Task requirements: The answer must be an exact copy of every record below.

Stored dataset items:
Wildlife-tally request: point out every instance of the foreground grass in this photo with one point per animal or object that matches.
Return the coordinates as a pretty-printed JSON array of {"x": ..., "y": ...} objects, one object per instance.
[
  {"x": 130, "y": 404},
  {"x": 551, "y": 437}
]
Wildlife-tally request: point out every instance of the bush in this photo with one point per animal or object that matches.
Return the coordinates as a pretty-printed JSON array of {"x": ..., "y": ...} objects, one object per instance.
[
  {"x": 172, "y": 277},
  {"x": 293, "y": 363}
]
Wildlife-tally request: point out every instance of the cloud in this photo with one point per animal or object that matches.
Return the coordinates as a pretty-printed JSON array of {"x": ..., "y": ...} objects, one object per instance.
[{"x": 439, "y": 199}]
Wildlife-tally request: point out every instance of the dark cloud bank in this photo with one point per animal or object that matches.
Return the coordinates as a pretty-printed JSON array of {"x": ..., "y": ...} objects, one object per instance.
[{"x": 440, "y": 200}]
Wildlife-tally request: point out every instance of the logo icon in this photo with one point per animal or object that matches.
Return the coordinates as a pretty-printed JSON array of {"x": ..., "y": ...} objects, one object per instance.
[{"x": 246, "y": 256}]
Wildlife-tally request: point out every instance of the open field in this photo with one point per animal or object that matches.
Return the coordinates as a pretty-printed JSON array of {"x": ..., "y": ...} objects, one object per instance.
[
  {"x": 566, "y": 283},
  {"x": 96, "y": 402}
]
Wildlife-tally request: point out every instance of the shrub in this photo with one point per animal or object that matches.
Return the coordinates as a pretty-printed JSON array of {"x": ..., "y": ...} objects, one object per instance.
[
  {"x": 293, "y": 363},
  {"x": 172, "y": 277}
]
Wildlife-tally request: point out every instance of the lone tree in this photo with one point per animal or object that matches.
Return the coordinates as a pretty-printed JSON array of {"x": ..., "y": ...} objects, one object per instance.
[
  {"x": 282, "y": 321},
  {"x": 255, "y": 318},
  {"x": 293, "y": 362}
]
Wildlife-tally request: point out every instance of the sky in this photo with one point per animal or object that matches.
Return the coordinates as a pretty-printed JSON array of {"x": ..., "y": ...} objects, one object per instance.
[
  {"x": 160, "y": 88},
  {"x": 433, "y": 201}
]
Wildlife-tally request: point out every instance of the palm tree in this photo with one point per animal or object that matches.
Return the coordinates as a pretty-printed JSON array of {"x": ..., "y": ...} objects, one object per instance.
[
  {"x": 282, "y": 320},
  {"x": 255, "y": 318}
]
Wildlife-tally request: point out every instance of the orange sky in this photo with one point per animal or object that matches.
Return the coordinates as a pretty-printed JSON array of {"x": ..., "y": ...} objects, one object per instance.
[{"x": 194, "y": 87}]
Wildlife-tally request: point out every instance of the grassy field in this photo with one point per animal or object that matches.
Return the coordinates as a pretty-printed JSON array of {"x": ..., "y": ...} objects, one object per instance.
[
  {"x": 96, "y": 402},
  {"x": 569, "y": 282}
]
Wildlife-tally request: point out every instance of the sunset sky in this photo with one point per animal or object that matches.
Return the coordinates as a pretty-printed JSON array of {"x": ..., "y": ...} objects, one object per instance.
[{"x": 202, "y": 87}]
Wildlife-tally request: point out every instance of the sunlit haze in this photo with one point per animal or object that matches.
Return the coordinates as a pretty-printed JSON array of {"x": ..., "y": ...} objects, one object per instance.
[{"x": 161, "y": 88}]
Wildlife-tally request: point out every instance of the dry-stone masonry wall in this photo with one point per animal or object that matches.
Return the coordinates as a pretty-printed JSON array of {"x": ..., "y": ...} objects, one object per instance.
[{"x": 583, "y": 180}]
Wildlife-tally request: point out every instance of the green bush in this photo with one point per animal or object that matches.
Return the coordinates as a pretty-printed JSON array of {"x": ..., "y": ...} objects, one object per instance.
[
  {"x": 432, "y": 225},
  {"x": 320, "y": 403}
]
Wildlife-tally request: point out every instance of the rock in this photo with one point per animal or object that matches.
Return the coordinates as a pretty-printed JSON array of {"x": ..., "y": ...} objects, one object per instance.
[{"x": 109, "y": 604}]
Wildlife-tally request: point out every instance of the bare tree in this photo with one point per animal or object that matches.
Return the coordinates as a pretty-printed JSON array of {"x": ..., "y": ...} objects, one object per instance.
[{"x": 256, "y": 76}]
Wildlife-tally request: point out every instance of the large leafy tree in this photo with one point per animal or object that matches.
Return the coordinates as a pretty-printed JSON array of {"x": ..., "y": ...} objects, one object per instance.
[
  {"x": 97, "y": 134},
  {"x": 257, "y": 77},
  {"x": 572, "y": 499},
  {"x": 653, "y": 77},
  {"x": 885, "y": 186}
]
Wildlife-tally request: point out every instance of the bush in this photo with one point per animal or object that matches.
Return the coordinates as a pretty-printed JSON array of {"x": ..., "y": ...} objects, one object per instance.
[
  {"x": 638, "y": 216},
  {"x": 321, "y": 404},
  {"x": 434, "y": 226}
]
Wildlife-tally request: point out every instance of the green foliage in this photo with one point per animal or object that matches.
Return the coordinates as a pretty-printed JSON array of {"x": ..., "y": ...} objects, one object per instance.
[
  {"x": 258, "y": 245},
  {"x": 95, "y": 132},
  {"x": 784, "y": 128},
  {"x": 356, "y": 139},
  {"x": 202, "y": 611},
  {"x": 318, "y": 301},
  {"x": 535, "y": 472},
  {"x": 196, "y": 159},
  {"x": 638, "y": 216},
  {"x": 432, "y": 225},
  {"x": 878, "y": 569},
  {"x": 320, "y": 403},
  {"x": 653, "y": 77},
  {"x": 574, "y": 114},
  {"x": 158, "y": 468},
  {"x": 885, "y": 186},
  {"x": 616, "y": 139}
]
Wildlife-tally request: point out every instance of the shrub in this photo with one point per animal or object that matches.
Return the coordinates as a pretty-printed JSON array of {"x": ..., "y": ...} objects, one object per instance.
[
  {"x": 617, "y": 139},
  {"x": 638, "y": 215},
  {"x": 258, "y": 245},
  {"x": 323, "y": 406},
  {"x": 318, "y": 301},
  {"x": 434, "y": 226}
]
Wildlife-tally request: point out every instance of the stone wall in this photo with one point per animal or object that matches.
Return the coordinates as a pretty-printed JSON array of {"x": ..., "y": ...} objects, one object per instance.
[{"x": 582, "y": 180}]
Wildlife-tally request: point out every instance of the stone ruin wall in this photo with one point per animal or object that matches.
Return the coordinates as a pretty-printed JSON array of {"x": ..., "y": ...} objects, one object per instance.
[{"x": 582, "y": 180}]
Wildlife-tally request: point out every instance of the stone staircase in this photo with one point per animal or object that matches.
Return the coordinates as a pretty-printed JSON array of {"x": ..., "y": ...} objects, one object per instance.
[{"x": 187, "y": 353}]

Solution for this problem:
Wildlife-tally request: point out every instance of the foreground grass in this photo with one point per animal or object that matches.
Return the coordinates as a pretty-printed JSON array of {"x": ..., "y": ...} objects, one object per instance.
[
  {"x": 130, "y": 404},
  {"x": 551, "y": 437}
]
Wildlife-tally request: point out every instance of the bush in this photo with one point per animal or object that matches.
Return the coordinates as a pretty-printed JSON array of {"x": ..., "y": ...} objects, one object per instance.
[
  {"x": 172, "y": 277},
  {"x": 293, "y": 363}
]
Wildlife-tally request: point out every instance of the cloud in this photo with one point per animal or object that matches.
Return the coordinates as a pretty-printed JSON array of {"x": ..., "y": ...} objects, one object per instance.
[{"x": 439, "y": 199}]
Wildlife-tally request: point out every instance of the dark cloud bank in this photo with one point per animal or object that matches.
Return the coordinates as a pretty-printed JSON array of {"x": ..., "y": ...} objects, one object per instance.
[{"x": 440, "y": 200}]
Wildlife-tally request: point out every instance of the logo icon in this photo with one point per animal or object that matches.
Return the coordinates as a pretty-printed JSON array of {"x": ..., "y": ...} objects, one object per instance.
[{"x": 246, "y": 256}]
Wildlife-tally request: point out every instance of the open field in this photo with one point per animal or object that matches.
Return the coordinates as a pretty-printed JSON array of {"x": ..., "y": ...} objects, one object per instance.
[
  {"x": 566, "y": 283},
  {"x": 96, "y": 402}
]
Wildlife-tally request: point out every instance of the shrub in this photo with one point per animal or object that matches.
Return the coordinates as a pretty-printed JSON array of {"x": ..., "y": ...} objects, one object per instance.
[
  {"x": 293, "y": 363},
  {"x": 172, "y": 277}
]
Wildlife-tally request: point out every instance of the lone tree in this photo with one point per animal or object that matches.
Return the coordinates as a pretty-printed JSON array of {"x": ..., "y": ...} objects, one object per instance.
[
  {"x": 282, "y": 321},
  {"x": 255, "y": 318},
  {"x": 293, "y": 362}
]
Wildlife-tally request: point out every instance of the sky in this photo with one point per animal or object that matches.
Return the coordinates as a pretty-printed JSON array of {"x": ..., "y": ...} objects, one object per instance.
[
  {"x": 160, "y": 88},
  {"x": 433, "y": 201}
]
Wildlife-tally request: point out every instance of the palm tree in this photo with one point per animal or object that matches.
Return the coordinates as a pretty-printed JSON array of {"x": ..., "y": ...} objects, one object per instance.
[
  {"x": 282, "y": 320},
  {"x": 255, "y": 318}
]
Wildlife-tally request: point out every instance of the orange sky in this photo with one point per animal or object that matches.
Return the coordinates as a pretty-printed JSON array of {"x": ..., "y": ...} objects, one object per instance.
[{"x": 194, "y": 87}]
Wildlife-tally request: point out every instance of the grassy field in this photo with one point per animal or object that matches.
Return the coordinates as a pretty-printed JSON array of {"x": ..., "y": ...} objects, one object per instance.
[
  {"x": 96, "y": 402},
  {"x": 569, "y": 282}
]
Wildlife-tally request: point out every instance of the sunset sky in this photo with one point per animal or object that matches.
Return the coordinates as a pretty-printed JSON array of {"x": ..., "y": ...} objects, one object per instance.
[{"x": 202, "y": 87}]
Wildlife-tally request: point out every instance of the sunlit haze in this photo with one point per animal or object that matches.
Return the coordinates as a pretty-printed JSON array of {"x": ..., "y": ...} objects, one object per instance.
[{"x": 161, "y": 88}]
Wildlife-tally request: point out every instance of the dry-stone masonry wall in this photo with one point per animal or object that matches.
Return the coordinates as a pretty-printed JSON array of {"x": ..., "y": ...} objects, one object per instance.
[{"x": 583, "y": 180}]
Wildlife-tally request: point out every instance of the green bush in this photo with one point per animal or object that matches.
Return the coordinates as a pretty-printed JSON array of {"x": ..., "y": ...} objects, one object per instance.
[
  {"x": 432, "y": 225},
  {"x": 320, "y": 403}
]
Wildlife-tally request: point out every instance of the rock in this photo with one point per animal or object that matches.
Return the coordinates as a pretty-printed JSON array of {"x": ..., "y": ...} objects, one object per instance.
[{"x": 109, "y": 604}]
Wildlife-tally request: point out every instance of the bare tree in this photo with one point per animal or object that matches.
Return the coordinates as a pretty-printed JSON array of {"x": ..., "y": ...} objects, one object per instance.
[{"x": 256, "y": 76}]
Wildlife-tally request: point out every instance of the large leafy tree in this photo with one point per animal or object that matches.
Return the coordinates as a pretty-printed JSON array of {"x": ..., "y": ...} objects, one object per instance.
[
  {"x": 97, "y": 134},
  {"x": 257, "y": 77},
  {"x": 572, "y": 499},
  {"x": 653, "y": 77},
  {"x": 885, "y": 186}
]
Wildlife-tally request: point out every instance of the bush in this photo with one point per animal or object that matches.
Return the coordinates as a pretty-printed JSON array of {"x": ..., "y": ...} objects, one object per instance.
[
  {"x": 638, "y": 216},
  {"x": 321, "y": 404},
  {"x": 434, "y": 226}
]
Wildlife-tally request: point out every instance of the green foliage in this photo with one point per animal or object that matches.
Return the coordinates as a pretty-printed JSON array of {"x": ..., "y": ...} objects, one object per instance.
[
  {"x": 258, "y": 245},
  {"x": 95, "y": 132},
  {"x": 784, "y": 128},
  {"x": 356, "y": 139},
  {"x": 202, "y": 611},
  {"x": 318, "y": 301},
  {"x": 535, "y": 472},
  {"x": 196, "y": 159},
  {"x": 638, "y": 216},
  {"x": 432, "y": 225},
  {"x": 878, "y": 569},
  {"x": 320, "y": 403},
  {"x": 653, "y": 77},
  {"x": 574, "y": 114},
  {"x": 158, "y": 468},
  {"x": 885, "y": 186},
  {"x": 616, "y": 139}
]
Wildlife-tally request: point out every instance of the shrub in this photo with one point per animal or object that matches.
Return the coordinates as a pretty-printed JSON array of {"x": ..., "y": ...} objects, one object per instance.
[
  {"x": 617, "y": 139},
  {"x": 638, "y": 215},
  {"x": 258, "y": 245},
  {"x": 323, "y": 406},
  {"x": 318, "y": 301},
  {"x": 434, "y": 226}
]
Wildlife-tally request: point out every instance of the stone wall in this photo with one point per animal or object that matches.
Return the coordinates as a pretty-printed JSON array of {"x": ..., "y": ...} objects, one object per instance.
[{"x": 582, "y": 180}]
Wildlife-tally request: point out every instance of the stone ruin wall in this photo with one point per animal or object that matches.
Return the coordinates as a pretty-printed JSON array of {"x": ..., "y": ...} objects, one object per instance.
[{"x": 582, "y": 180}]
Wildlife-tally request: point out every instance of the stone staircase in this photo with one point per animal or object that matches.
Return the coordinates as a pretty-printed JSON array of {"x": ..., "y": ...} objects, one object per instance.
[{"x": 187, "y": 353}]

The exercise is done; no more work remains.